┌──

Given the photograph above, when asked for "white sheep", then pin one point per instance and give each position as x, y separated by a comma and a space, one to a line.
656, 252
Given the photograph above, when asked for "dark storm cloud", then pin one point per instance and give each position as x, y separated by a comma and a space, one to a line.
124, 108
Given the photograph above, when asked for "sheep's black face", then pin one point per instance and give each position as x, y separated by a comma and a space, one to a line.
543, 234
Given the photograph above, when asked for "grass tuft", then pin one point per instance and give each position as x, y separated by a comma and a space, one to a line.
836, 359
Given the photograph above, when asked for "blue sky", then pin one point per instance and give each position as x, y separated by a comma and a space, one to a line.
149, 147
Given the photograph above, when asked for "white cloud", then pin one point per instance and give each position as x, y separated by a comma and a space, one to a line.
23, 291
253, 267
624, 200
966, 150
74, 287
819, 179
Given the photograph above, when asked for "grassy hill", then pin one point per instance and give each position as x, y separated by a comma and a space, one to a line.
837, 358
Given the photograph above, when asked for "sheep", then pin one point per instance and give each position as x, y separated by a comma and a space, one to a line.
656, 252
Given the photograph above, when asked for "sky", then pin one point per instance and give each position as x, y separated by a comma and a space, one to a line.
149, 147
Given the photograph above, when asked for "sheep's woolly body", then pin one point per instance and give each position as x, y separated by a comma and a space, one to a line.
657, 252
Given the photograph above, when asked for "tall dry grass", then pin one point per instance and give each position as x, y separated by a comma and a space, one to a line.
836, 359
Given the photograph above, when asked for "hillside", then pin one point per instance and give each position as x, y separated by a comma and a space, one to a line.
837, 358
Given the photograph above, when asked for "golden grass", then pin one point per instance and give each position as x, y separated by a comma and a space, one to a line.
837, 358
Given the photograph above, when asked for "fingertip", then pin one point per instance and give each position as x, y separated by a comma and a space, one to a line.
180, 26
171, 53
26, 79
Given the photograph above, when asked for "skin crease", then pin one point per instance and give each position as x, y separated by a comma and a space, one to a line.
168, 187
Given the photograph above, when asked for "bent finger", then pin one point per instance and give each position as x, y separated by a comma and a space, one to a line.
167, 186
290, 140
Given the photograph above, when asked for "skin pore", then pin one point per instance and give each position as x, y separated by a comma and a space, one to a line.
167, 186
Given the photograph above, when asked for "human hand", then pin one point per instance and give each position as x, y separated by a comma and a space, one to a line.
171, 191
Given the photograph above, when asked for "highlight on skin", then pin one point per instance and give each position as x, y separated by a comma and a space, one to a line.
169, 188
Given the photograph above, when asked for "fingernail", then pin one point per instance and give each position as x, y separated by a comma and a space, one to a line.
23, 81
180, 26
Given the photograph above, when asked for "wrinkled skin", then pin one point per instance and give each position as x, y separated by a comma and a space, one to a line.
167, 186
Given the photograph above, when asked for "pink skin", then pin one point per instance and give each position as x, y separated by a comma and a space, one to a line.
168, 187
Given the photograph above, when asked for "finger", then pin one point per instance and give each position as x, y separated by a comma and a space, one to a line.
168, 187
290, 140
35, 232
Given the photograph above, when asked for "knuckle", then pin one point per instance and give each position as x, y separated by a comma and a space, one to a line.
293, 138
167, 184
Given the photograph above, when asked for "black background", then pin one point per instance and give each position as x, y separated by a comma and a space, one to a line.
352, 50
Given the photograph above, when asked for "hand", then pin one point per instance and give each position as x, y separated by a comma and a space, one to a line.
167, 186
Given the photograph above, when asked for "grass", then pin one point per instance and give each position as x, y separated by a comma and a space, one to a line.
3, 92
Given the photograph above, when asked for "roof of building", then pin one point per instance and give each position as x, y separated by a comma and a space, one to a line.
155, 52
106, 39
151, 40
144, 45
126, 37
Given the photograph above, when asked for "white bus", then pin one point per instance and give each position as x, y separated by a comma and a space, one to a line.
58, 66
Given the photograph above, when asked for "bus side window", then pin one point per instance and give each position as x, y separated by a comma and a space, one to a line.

└──

What the task requires: Retype each record exactly, leaving nothing out.

Written response:
Given the photograph above, when asked for "white sheep", then pin one point per instance and give each position as x, y separated by a comma and a space, one to a line.
656, 252
Given the photograph above, when asked for "dark storm cloud", then pin one point per instance and give each position as x, y separated by a comma and a space, one to a line.
124, 108
Given the photograph above, when asked for "sheep's black face", then pin one point per instance and give each position as x, y separated by a comma and a space, one to a line.
543, 234
Given the photograph above, when asked for "grass tuft", then pin one point per instance and give each position as x, y separated by a comma and a space, one to a line.
836, 359
Given the photograph above, when asked for "blue sky", then pin one point per instance and give each position as x, y separated by a comma and a space, one to a line.
149, 147
Given the photograph above, when asked for "white cloud", then pin one point per instance and give each position as x, y separated by a comma and a space, one to a line.
23, 291
253, 267
624, 200
966, 150
74, 287
819, 179
Given the photograph above, when asked for "grassy hill", then pin one point per instance and give each position as x, y separated by a comma and a space, one to a line.
837, 358
Given the photograph above, when asked for "sheep", then pin one point per instance and give each position as x, y separated by a comma and a space, one to a line.
656, 252
Given the photograph above, when asked for "sky", then pin one point per instance and give each position as x, y separated by a comma and a space, one to a line.
149, 147
Given the photograph above, when asked for "sheep's woolly body", then pin one point per instance and give each position as x, y separated by a comma and a space, one to a line.
657, 252
Given the photograph above, when asked for "tall dry grass", then pin one point per instance and give each position as x, y separated by a comma and a space, one to a line.
836, 359
Given the photograph above, when asked for "hillside", then pin one point per instance and give each position as x, y separated by a comma and a space, one to a line.
837, 358
Given the photograph above, when asked for "golden grass", then pin one point per instance and give each position as x, y separated by a comma and a space, one to a line.
837, 358
Given the photograph above, when asked for "fingertip", then pin one point per instance and give each position as x, y separated by a comma and a space, one to a line.
180, 26
171, 53
26, 79
Given the photograph above, when asked for "skin crease", then pin one point per instance and give each position as x, y separated by a comma and a space, one to a line.
168, 187
Given the photograph above, when asked for "bent finger", then pin one point per instance and give each position as x, y separated by a comma and a space, one to a line.
167, 186
290, 140
Given the photograph above, when asked for "skin pore", then pin one point per instance and give each position as x, y separated by a comma and a space, one to a line.
167, 186
Given the photograph above, when asked for "human hand", then pin one point per instance and give each position as x, y separated by a comma and a space, one to a line.
171, 191
Given the photograph above, when asked for "highlight on skin", then pin one point per instance and give each position as x, y separated by a comma and a space, one to a line.
169, 188
Given the photograph above, when asked for "fingernail", then pin one point per instance and give each position as x, y separated by a comma and a space, one to a line.
23, 81
180, 26
Given the photograph above, when asked for "wrinkled skin", then pin one point per instance and give each position as x, y separated by a comma and a space, one to a line.
167, 186
Given the photograph above, when asked for "pink skin", then pin one point per instance and give each position as x, y separated by a comma and a space, one to a line.
168, 187
Given the photograph above, when asked for "finger", then pin one point per instance and give each position as x, y separated by a comma and a space, one to a line.
168, 187
290, 140
35, 232
Given the photograph above, when asked for "knuckle", then pin one point per instance and give each position as x, y separated by a comma and a space, one to a line.
293, 138
167, 184
Given the photograph above, when asked for "black background", then pin one point per instance and give each position as x, y separated by a comma and a space, one to a line.
352, 50
Given the photograph above, when asked for "hand", then pin one point per instance and give each position as x, y separated by a comma and a space, one to a line.
167, 186
Given the photograph above, when asked for "grass", then pin one point per instance and give each position as x, y separated by a comma and a space, one to a line.
3, 92
Given the photograph above, when asked for "roof of building", then pin one point per instance and give each position as x, y separated by a comma and a space, one to a line.
155, 52
106, 39
151, 40
144, 45
126, 37
Given the photograph above, when asked for "white bus", then pin one point per instance and give each position as x, y separated by a comma and a space, one to a line.
58, 66
Given the photograph above, when asked for "bus side window", then pin one point per instance and give each position as x, y separated by a comma and a space, one to a line.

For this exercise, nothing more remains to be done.